В первые годы моей учебы патрульного еще вооружали автоматом без патрон – так, для боевого вида, припугнуть потенциального несведущего террориста. Потом даже этот декоративный автомат был заменен на обычный штык-нож, который надо было носить на поясе с грозным видом. Вообще про то, как математики обращались с боевым оружием, по факультету ходило несколько легенд. Легенду про то, как Сан Саныч в молодости использовал штык-нож, я уже рассказывал в предыдущей главе, в более поздние офицерские годы он неизменно входил в число «лидеров» по случайным выстрелам из пистолета в караульном помещении при сдаче боевого оружия. А одна история, связанная опять же с пистолетом при несении караульной службы, в качестве легенды долго ходила по факультету как пример того, к чему может привести горячее желание стать «истинным» чекистом.

В семье не без урода, и в здоровой атмосфере 4 факультета находились люди, желающие сделать себе карьеру на стукачестве. Особенно отличался этим один человек, назовем его просто Д., который в какие-то древние года, еще до моего появления на факультете, был старшиной курса, а потом, получив офицерское звание, был оставлен за эти заслуги на какой-то кафедре работать в своем прежнем амплуа. И вот довелось ему однажды попасть в суточный наряд самым главным, т.е. дежурным, которому, как и полагалось, был выдан для этого на сутки пистолет.

### ЗАДАНИЯ К УПРАЖНЕНИЮ
A - Объясните в одном–трех предложениях, зачем, согласно отрывку о караульной службе, патрульного вооружали автоматом без патронов.
B - Напишите, пожалуйста, что идет дальше в отрывке о караульной службе, начиная после его последнего предложения.

### ВЫДЕРЖКИ ИЗ ЗАПИСЕЙ

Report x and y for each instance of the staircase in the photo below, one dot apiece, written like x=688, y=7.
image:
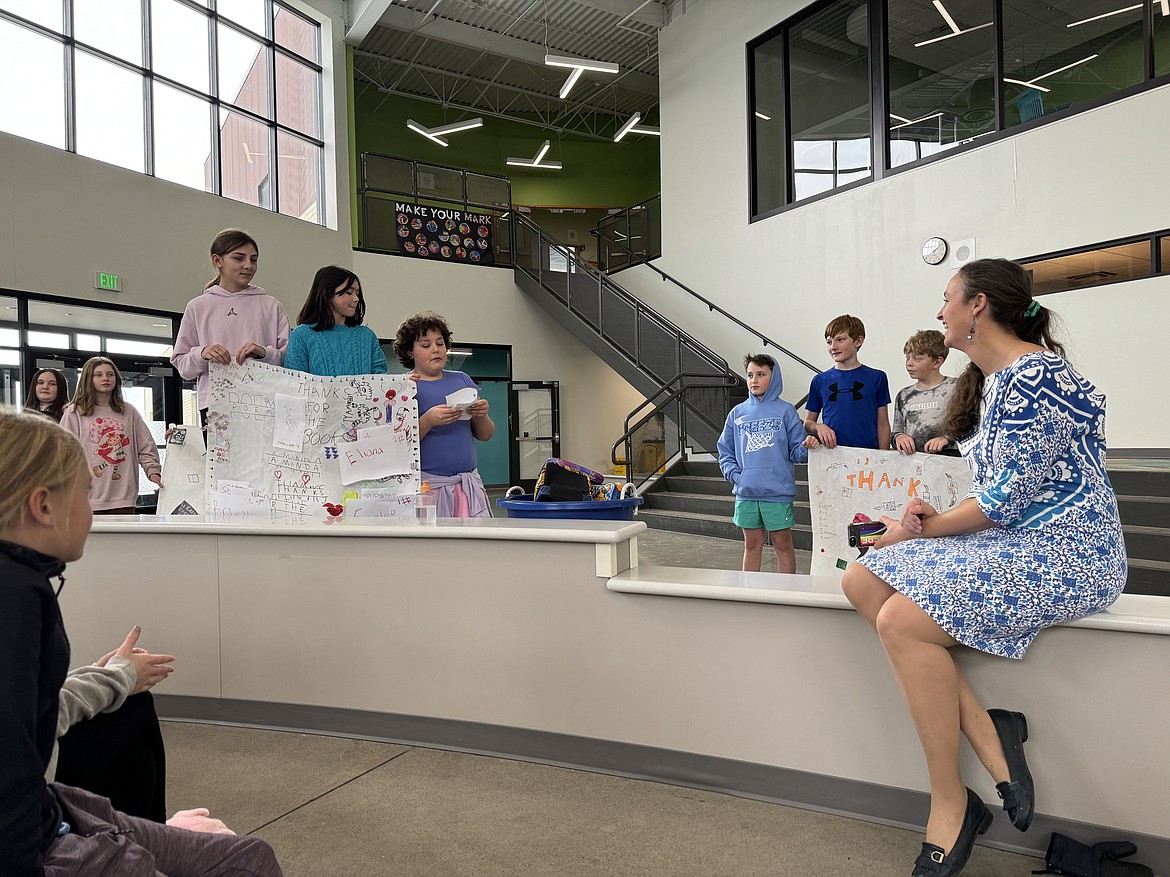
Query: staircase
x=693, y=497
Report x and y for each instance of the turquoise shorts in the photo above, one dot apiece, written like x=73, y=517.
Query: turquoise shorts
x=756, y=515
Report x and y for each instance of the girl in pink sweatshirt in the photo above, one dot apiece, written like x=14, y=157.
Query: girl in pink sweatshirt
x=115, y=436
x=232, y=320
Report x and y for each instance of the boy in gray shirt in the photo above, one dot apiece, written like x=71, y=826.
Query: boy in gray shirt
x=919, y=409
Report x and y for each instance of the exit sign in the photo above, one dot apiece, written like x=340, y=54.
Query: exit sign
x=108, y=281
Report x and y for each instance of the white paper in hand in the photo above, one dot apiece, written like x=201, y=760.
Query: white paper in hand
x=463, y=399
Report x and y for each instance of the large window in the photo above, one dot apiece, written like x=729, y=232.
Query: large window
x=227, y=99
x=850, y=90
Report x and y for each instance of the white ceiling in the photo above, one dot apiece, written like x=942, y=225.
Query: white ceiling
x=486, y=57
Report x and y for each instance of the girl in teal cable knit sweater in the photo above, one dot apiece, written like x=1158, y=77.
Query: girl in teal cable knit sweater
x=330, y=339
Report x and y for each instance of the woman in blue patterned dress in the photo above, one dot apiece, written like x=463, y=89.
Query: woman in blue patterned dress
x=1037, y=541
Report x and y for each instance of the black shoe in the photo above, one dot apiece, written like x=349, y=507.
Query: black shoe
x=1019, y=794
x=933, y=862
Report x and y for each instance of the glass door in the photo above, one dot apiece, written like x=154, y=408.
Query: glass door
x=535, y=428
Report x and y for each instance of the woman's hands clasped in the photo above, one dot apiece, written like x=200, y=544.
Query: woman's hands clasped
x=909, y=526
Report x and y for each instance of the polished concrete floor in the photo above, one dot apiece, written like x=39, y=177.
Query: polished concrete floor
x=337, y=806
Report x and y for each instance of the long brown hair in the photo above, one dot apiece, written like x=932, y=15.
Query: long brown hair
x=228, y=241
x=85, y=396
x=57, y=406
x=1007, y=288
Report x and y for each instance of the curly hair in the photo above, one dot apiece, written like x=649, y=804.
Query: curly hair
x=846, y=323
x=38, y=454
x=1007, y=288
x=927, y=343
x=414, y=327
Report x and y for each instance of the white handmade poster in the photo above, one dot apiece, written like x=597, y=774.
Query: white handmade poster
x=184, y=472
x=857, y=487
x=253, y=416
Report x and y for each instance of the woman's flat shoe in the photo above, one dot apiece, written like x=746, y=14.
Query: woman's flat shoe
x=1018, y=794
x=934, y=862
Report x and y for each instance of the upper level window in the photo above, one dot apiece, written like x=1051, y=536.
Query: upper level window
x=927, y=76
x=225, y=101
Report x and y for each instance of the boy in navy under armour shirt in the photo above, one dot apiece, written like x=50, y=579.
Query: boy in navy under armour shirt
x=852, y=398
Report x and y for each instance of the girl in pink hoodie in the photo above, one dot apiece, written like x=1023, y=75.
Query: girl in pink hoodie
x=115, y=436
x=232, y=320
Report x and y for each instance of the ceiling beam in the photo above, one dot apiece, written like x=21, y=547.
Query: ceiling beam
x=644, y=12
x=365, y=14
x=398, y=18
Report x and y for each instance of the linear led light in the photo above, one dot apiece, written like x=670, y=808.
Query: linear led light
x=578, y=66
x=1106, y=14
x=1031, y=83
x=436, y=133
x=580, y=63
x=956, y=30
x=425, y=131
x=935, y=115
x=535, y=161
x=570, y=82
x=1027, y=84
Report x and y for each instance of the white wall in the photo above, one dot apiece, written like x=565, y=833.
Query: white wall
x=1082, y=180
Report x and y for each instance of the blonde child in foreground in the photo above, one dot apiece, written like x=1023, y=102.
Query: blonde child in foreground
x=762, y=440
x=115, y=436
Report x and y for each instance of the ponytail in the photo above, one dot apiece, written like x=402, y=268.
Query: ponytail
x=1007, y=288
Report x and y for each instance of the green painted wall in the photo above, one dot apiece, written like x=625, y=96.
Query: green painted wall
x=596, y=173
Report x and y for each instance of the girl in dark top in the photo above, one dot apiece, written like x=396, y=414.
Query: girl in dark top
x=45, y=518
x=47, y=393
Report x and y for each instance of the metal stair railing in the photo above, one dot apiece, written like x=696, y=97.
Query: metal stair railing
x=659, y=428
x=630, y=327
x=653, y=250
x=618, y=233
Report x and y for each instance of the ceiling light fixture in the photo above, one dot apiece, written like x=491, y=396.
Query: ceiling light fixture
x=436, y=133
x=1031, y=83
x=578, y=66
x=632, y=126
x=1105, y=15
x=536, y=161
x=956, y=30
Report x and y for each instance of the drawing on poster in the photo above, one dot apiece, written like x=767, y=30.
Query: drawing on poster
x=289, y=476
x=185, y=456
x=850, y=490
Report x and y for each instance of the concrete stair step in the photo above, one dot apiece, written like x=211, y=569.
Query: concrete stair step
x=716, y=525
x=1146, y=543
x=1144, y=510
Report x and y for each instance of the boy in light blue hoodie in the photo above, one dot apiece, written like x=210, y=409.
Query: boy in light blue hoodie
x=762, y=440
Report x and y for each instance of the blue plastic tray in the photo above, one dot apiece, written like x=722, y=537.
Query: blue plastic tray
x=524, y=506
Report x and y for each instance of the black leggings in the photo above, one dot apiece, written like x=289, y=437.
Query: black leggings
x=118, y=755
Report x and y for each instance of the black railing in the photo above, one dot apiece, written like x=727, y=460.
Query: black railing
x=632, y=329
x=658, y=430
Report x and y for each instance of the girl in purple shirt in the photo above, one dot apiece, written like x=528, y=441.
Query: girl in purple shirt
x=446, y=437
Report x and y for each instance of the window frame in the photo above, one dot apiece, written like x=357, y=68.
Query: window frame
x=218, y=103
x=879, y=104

### ОТВЕТЫ ПО ЗАДАНИЯМ
A - Патрульному выдавали автомат без патронов лишь для боевого вида. Так можно было припугнуть потенциального несведущего террориста.

B -
Пистолет в кобуре, прилаженный к задней части корпуса, вызывает неудобства, особенно в туалете. И вот Д., посетив это святое место, в котором равны генерал и рядовой, отстегнул мешавший ему пистолет вместе с кобурой, положил его на сливной бачок и забыл там. Через некоторое время молодой патрульный из числа отдыхающих не на шутку перепугался: в туалете он нашел бесхозный боевой пистолет! Молодому – простительно, наверное, слишком хорошо изучал Устав караульной службы и все время внимательно прислушивался, не гавкнет ли где караульная собака. Но Д., когда он принес ему найденный пистолет, сразу почувствовал себя героем: его наряд предотвратил нападение на охраняемый объект и завладел вражеским оружием! Мысленно прикидывая, какую награду он за это получит, Д. сразу же начал докладывать об этом по телефону дежурному по Высшей Школе КГБ:

– Товарищ дежурный, на объекте Большой Кисельный обнаружен оставленный без присмотра табельный пистолет Макарова, серийный номер…

И тут что-то в его мозгу щелкнуло. А может не в мозгу, а в какой-то иной части тела, только он наконец-то догадался хлопнуть себя по тому месту, где должен был болтаться его собственный пистолет. Страшная догадка поразила Д. и он вмиг раскрыл тайну несостоявшегося нападения неизвестного на охраняемый им объект. Хорошо, что дежурный по Высшей Школе КГБ оказался человеком с чувством юмора и не стал придавать последовавшему вслед за этим бодрым рапортом жалкому лепету серьезного значения.

Ну и вспоминая прочие нематематические развлечения на 4 факультете, нельзя не вспомнить наших преподавателей по физкультуре.

– Кросс 3 километра! Вырабатываем суровость!

Это были люди, удачно вписывающиеся в наше повседневное бытие тем, что позволяли сменить математическую среду на различные молодецкие забавы. От изобилия математики может быстро наступить переутомление, если это изобилие не прерывать чем-то, что математике абсолютно противоположно. И вот два раза в неделю такое прерывание наступало в виде занятий по физкультуре. Тут были самбо, легкая атлетика, плавание, лыжи, спортивное ориентирование, стрельба и, может быть, что-то еще. Много позже, уже после увольнения из КГБ, я очень часто вспоминал такой режим чередования умственного труда и физической разрядки: это, бесспорно, было очень полезно, помогало долгое время сохранять работоспособность и, как было принято говорить в то время, жизненный тонус. И, в общем, настроение у большинства слушателей 4 факультета было достаточно оптимистическое, и в такой обстановке учиться и постигать многие достаточно сложные математические премудрости, а также переваривать «тяготы и лишения военной службы» было даже интересней, чем в обычном ВУЗе.